**Problem to work on**
Rewrite the rows below as a numbered list, leaving out any blank lines.

**Information provided**

......

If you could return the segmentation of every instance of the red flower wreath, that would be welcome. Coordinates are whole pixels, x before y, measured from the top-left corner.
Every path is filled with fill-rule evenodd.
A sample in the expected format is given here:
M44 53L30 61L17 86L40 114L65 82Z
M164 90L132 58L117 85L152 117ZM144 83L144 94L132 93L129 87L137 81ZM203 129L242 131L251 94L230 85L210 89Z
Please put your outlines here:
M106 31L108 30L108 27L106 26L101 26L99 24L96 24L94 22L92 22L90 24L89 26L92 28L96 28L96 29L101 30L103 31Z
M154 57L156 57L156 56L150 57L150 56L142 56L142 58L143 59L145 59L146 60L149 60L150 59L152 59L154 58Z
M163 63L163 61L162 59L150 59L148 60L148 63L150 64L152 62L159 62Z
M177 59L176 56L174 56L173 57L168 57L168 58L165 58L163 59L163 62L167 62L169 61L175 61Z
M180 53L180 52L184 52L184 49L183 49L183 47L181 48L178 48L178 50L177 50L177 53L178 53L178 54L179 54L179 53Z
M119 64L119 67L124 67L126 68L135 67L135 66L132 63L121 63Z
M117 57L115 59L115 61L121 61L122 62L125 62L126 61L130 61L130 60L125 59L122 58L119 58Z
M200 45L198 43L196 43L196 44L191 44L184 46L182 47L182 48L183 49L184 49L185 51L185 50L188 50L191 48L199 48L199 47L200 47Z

......

**Full answer**
1. If you could return the segmentation of every instance of the red flower wreath, that would be welcome. Coordinates are whole pixels, x before y, measured from the top-left corner.
2. Every path is filled with fill-rule evenodd.
3. A sample in the expected format is given here:
4. M44 53L30 61L17 86L40 114L65 82Z
5. M164 90L132 58L117 85L152 117ZM144 83L144 94L132 93L129 87L137 81ZM203 129L242 131L251 94L230 85L210 89Z
6. Please put your outlines here:
7. M106 31L108 30L108 27L106 26L101 26L99 24L96 24L94 22L92 22L90 24L89 26L92 28L96 28L96 29L101 30L103 31Z
8. M154 57L156 57L156 56L150 57L150 56L142 56L142 58L143 59L145 59L146 60L149 60L150 59L152 59L154 58Z
9. M163 63L163 61L162 59L150 59L148 60L148 63L150 64L152 62L159 62Z
10. M177 59L176 56L174 56L173 57L168 57L168 58L165 58L163 59L163 62L167 62L169 61L175 61Z
11. M180 53L180 52L184 52L184 49L183 49L183 47L181 48L178 48L178 50L177 50L177 53L178 53L178 54L179 54L179 53Z
12. M119 64L119 67L124 67L126 68L135 67L135 66L132 63L121 63Z
13. M117 57L115 59L115 61L121 61L122 62L125 62L126 61L130 61L130 60L125 59L122 58L119 58Z
14. M200 45L198 43L196 43L196 44L191 44L184 46L182 47L182 48L183 49L184 49L185 51L185 50L188 50L191 48L199 48L199 47L200 47Z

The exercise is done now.